Task details: The expected output is a copy of every line in the records with the string "grey".

Entries provided:

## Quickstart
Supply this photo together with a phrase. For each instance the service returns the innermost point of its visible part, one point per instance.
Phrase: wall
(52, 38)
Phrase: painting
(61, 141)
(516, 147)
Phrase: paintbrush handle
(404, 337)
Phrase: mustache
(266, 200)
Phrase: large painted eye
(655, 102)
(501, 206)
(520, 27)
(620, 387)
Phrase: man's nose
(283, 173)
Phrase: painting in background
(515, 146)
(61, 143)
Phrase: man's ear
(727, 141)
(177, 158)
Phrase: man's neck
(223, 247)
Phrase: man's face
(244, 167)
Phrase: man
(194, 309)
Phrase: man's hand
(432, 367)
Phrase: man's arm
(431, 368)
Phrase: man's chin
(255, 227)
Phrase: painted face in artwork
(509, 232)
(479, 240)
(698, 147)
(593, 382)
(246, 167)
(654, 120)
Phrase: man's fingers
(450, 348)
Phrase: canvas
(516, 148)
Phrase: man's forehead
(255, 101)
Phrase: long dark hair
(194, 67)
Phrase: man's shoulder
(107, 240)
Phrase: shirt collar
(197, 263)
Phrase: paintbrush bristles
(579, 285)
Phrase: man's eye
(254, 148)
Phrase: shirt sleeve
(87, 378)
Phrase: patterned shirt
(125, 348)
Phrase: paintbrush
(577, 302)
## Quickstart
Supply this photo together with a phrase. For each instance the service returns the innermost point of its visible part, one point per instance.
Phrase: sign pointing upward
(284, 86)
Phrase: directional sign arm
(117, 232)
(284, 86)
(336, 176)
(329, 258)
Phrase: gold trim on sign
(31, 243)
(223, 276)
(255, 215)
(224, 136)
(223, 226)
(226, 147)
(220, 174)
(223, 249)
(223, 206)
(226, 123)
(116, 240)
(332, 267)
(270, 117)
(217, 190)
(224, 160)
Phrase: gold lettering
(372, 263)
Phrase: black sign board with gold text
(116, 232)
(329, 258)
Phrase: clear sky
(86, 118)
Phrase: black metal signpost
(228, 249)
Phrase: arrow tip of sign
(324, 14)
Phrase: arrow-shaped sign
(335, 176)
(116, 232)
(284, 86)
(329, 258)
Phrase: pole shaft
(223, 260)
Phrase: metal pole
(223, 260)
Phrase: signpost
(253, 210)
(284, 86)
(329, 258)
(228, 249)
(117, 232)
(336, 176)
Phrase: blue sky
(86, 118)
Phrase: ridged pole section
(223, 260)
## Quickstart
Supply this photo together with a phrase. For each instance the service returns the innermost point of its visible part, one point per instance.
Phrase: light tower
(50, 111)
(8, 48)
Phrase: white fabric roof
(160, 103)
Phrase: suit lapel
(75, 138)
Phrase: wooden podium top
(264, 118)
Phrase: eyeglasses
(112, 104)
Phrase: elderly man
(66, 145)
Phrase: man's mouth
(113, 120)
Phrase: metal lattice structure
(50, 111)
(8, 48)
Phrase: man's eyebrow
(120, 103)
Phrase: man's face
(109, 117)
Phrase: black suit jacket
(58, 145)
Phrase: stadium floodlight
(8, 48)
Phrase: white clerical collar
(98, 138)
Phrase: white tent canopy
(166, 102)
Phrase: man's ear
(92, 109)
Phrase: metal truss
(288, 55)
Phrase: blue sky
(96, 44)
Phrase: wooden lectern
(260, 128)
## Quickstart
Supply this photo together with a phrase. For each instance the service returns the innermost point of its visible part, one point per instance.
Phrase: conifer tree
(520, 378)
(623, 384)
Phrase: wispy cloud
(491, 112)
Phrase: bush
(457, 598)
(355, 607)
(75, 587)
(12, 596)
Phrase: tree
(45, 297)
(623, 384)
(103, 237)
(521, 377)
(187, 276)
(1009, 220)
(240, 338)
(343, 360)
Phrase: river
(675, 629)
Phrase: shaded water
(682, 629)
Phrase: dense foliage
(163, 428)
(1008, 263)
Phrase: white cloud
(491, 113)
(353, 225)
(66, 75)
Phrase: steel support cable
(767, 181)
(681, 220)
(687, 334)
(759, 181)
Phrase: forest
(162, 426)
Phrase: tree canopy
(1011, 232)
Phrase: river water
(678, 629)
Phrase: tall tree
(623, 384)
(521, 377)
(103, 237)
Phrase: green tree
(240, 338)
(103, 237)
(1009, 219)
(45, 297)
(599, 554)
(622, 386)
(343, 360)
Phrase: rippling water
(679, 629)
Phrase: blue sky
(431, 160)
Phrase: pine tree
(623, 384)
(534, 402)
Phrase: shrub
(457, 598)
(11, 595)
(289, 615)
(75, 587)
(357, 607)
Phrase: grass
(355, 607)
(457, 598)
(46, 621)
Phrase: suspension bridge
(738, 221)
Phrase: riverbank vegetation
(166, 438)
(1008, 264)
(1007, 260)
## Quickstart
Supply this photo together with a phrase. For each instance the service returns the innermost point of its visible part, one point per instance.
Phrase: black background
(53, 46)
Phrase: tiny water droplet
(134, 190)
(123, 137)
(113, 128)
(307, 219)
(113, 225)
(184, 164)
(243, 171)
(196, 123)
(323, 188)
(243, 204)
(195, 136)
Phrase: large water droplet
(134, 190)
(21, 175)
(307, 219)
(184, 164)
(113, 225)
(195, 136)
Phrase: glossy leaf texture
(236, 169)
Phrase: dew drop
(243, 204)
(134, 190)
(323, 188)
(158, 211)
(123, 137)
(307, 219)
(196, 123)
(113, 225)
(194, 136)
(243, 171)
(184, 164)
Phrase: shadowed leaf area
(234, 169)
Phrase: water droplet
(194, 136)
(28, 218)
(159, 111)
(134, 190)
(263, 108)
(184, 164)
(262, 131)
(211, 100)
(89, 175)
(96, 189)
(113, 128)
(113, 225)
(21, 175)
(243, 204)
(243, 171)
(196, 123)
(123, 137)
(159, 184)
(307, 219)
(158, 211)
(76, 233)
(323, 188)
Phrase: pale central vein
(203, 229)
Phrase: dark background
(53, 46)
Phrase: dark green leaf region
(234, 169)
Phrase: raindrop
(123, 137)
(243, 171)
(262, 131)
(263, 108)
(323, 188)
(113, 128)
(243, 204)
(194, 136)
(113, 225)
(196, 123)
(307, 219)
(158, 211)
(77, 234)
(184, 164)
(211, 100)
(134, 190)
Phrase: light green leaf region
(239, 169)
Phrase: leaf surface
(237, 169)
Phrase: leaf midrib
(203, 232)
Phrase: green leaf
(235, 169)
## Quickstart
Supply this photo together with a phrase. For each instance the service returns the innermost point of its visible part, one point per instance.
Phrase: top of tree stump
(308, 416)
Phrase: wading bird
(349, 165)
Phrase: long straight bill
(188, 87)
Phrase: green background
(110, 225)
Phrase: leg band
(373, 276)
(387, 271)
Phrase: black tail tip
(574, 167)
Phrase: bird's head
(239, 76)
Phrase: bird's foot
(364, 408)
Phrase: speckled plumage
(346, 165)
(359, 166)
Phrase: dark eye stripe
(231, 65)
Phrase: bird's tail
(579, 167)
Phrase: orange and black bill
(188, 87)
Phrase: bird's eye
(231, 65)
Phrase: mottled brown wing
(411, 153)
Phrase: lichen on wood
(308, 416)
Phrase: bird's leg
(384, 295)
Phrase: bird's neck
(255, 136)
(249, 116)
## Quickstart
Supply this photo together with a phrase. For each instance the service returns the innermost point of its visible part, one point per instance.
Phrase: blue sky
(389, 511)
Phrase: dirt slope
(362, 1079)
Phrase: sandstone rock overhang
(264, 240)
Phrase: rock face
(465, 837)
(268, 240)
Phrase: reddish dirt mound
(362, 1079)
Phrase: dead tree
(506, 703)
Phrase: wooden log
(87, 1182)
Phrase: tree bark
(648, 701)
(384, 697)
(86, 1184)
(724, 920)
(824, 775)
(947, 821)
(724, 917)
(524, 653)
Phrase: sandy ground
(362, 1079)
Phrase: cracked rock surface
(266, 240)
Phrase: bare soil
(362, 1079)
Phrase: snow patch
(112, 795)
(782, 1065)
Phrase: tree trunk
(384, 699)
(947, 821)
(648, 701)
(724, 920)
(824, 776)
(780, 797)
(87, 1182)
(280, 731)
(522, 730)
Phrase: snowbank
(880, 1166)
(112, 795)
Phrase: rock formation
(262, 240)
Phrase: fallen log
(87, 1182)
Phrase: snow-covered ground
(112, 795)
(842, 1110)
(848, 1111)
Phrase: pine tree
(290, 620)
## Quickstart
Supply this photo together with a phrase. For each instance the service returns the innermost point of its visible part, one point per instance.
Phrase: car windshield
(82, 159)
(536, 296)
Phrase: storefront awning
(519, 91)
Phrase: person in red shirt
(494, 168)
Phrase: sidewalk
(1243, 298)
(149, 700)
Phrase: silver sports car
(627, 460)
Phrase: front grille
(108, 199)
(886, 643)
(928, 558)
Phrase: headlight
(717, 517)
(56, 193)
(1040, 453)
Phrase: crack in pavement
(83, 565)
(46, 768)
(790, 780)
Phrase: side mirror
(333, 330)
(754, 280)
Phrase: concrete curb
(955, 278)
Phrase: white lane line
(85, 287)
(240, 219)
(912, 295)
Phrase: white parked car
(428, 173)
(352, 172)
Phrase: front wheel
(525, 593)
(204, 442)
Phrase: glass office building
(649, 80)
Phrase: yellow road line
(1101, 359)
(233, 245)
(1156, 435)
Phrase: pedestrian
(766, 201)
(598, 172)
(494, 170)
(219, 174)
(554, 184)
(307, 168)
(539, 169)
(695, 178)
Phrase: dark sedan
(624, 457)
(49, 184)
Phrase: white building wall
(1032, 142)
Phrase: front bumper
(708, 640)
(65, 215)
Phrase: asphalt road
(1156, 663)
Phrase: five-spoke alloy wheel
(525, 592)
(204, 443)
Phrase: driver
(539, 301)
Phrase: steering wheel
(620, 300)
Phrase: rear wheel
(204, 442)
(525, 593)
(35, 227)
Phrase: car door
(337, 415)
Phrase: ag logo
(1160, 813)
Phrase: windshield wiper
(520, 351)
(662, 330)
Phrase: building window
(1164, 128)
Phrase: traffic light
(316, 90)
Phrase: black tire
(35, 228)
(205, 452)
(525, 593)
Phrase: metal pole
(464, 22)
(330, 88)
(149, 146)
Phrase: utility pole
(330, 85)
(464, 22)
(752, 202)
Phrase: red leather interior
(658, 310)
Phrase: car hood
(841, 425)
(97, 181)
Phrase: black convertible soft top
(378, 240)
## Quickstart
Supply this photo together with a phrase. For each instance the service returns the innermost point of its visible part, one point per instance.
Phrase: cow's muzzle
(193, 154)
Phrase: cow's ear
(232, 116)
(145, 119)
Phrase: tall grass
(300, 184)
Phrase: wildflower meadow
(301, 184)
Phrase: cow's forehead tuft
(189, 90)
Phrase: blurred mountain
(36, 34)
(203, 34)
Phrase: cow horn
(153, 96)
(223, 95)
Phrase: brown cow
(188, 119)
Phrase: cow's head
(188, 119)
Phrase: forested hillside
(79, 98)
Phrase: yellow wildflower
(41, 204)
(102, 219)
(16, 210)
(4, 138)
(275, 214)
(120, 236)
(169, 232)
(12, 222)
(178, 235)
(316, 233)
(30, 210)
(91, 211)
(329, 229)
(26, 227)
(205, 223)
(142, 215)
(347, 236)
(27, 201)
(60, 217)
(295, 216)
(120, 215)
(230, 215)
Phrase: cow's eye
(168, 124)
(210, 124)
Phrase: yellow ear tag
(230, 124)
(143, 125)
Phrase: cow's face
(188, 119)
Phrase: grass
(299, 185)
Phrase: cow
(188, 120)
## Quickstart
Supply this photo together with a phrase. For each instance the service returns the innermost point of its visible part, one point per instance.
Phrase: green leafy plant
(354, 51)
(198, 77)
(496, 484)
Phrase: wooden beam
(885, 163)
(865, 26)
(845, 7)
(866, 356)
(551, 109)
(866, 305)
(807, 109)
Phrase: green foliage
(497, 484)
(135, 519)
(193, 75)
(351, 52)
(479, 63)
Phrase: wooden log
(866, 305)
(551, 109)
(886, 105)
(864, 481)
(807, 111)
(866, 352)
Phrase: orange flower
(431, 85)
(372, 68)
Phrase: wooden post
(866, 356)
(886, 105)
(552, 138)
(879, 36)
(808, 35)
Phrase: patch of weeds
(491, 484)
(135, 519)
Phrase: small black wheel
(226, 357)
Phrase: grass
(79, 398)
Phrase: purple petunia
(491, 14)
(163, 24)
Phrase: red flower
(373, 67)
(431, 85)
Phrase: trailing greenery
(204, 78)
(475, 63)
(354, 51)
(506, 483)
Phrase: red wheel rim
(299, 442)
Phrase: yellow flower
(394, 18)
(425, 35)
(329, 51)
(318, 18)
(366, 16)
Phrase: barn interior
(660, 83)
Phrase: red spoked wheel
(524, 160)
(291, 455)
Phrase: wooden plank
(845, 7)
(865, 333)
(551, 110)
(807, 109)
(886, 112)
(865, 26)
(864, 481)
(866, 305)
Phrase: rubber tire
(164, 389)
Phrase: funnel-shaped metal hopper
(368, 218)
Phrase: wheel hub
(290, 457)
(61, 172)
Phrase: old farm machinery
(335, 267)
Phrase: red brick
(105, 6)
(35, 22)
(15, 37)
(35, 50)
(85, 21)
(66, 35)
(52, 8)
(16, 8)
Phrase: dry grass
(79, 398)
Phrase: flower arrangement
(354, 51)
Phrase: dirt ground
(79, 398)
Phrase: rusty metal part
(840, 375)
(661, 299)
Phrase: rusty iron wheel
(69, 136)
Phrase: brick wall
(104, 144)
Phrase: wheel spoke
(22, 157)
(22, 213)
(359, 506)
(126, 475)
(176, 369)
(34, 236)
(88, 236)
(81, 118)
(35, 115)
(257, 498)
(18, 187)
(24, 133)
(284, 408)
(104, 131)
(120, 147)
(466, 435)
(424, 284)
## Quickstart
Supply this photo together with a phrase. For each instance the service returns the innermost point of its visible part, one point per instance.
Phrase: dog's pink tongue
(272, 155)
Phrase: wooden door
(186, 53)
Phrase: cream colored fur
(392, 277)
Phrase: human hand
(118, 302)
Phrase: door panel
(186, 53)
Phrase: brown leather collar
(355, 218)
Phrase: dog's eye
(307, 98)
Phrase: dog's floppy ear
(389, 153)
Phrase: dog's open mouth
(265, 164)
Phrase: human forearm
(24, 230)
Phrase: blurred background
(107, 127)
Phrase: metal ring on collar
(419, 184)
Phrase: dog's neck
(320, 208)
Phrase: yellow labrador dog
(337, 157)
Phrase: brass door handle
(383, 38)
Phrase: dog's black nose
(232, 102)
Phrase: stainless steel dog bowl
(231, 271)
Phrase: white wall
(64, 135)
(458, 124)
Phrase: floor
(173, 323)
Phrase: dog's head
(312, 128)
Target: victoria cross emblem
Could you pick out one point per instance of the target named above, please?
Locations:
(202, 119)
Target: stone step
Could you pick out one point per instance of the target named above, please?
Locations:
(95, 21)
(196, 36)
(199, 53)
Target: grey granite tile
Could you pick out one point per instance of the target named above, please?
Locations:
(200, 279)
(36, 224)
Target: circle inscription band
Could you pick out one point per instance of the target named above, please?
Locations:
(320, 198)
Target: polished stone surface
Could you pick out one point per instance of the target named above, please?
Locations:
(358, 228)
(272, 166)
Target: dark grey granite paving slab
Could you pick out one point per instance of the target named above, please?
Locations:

Task answer:
Target: grey granite tile
Target: dark grey granite paving slab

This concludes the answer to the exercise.